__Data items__
* * *
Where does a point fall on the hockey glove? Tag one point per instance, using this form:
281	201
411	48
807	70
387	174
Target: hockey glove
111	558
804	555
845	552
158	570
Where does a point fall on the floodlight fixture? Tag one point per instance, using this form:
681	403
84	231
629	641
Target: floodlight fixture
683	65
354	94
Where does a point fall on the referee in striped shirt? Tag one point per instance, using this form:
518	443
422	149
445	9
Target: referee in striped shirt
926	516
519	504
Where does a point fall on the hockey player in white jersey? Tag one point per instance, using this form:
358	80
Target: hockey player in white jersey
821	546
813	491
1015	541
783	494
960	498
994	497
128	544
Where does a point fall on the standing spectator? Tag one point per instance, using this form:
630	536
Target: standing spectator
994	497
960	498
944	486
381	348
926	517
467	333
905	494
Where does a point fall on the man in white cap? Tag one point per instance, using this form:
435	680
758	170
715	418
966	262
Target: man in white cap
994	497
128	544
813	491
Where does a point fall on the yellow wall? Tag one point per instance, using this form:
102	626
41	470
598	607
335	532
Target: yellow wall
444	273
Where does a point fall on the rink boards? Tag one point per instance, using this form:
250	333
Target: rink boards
* * *
__AIM OF THE TASK__
Exactly the lines from the one containing "Target: yellow wall" through the final line of the records must appear in your reply, and no others.

__SOLVED PROBLEM__
Target: yellow wall
444	273
Where does a point fall on the rink boards? Tag one point per instance, using this form:
250	333
Target: rink boards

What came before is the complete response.